### Work request
Scan the listing below for the word "vent" and copy every line where it occurs.
+ + + + + + +
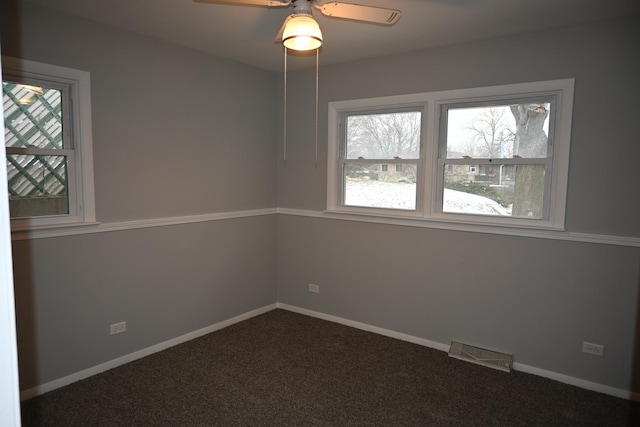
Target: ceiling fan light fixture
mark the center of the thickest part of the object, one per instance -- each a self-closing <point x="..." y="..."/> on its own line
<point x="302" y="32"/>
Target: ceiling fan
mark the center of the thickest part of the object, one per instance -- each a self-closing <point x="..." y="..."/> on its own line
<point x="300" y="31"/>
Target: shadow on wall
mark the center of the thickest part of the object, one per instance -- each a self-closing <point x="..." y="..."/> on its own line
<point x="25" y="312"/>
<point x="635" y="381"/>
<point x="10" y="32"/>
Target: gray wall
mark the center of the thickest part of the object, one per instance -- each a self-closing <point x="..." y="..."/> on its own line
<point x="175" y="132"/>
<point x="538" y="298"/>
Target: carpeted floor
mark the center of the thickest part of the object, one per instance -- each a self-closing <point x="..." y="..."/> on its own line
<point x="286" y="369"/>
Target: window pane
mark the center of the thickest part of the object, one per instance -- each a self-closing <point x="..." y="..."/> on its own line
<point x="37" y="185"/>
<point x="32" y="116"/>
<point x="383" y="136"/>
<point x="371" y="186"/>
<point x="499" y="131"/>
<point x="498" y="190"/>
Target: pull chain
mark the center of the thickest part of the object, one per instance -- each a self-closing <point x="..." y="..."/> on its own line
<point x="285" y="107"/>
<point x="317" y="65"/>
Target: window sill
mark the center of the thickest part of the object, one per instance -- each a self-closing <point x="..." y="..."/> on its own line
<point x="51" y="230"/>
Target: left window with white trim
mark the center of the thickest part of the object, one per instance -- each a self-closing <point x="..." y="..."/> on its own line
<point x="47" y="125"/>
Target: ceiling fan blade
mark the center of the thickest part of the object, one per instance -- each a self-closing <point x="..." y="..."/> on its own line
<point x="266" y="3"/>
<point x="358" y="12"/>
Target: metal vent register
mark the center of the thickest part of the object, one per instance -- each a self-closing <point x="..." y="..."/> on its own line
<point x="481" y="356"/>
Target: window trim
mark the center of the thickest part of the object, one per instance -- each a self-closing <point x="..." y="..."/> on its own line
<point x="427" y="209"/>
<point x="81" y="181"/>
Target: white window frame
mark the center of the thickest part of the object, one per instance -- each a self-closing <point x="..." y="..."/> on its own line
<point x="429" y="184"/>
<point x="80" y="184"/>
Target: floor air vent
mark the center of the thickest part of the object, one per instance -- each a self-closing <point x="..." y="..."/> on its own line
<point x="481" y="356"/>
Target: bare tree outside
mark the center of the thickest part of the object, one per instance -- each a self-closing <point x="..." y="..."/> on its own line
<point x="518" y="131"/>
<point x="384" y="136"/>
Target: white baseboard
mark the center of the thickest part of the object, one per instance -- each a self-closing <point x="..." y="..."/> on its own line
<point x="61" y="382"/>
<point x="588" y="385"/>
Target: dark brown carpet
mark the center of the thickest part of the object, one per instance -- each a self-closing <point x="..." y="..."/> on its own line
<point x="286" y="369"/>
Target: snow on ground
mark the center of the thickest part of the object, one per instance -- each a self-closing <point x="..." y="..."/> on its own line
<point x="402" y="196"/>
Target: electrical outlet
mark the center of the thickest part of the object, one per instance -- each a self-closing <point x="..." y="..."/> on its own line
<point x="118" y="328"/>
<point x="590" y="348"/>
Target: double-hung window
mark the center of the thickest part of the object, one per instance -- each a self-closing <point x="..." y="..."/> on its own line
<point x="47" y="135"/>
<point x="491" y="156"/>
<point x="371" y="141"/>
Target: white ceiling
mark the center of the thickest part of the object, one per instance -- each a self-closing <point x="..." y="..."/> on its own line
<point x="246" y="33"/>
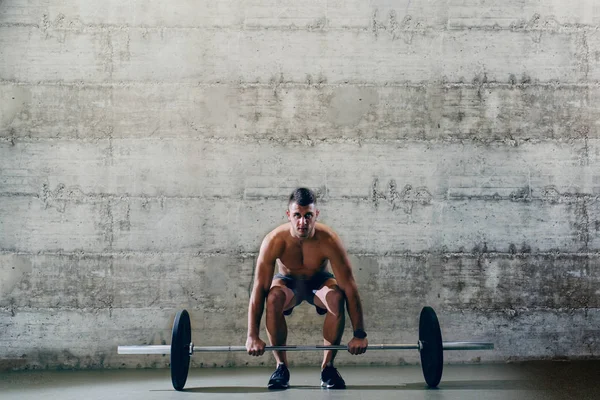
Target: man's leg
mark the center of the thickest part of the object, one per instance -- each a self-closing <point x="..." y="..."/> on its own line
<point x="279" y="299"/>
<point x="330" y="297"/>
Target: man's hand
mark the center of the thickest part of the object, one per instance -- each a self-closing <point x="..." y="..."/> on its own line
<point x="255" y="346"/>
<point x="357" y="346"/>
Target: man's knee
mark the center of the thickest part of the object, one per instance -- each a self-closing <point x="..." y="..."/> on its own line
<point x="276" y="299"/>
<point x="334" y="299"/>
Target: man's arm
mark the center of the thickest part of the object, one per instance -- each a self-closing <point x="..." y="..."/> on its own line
+ + + + + + +
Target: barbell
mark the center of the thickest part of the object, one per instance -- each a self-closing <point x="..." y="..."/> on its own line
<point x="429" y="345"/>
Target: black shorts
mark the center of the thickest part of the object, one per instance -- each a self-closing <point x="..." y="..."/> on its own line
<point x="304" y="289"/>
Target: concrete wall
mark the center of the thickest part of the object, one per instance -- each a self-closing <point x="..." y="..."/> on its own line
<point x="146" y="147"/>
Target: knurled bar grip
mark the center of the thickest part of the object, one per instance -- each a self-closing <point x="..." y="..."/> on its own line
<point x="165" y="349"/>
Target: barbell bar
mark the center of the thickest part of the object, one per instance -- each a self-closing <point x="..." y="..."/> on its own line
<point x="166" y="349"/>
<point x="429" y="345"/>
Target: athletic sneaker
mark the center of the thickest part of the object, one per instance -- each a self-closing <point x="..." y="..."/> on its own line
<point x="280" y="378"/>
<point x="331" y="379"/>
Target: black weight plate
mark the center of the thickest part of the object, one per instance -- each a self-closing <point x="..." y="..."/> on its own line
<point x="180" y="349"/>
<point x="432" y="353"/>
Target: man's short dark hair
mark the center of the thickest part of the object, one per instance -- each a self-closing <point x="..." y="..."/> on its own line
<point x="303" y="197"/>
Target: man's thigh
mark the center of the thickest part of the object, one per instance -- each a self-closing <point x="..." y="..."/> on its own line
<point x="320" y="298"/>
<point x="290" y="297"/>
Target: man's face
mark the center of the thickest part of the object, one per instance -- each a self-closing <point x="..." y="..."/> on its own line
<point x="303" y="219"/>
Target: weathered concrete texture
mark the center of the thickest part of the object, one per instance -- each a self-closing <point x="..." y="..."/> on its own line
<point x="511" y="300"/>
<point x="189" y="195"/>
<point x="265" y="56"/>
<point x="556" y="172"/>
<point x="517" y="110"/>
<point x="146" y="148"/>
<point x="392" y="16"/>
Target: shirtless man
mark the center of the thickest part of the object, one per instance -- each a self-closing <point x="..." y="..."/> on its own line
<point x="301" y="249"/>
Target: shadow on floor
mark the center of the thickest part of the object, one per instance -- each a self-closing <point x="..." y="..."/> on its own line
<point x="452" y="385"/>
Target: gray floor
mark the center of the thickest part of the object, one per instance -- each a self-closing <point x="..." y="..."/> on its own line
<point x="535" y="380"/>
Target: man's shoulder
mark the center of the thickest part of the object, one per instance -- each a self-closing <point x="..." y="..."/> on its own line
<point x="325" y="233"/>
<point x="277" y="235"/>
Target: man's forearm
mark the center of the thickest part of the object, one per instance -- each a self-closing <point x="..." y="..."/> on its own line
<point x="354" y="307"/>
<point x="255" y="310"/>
+ + + + + + +
### Answer
Target: metal vent register
Target: floor air vent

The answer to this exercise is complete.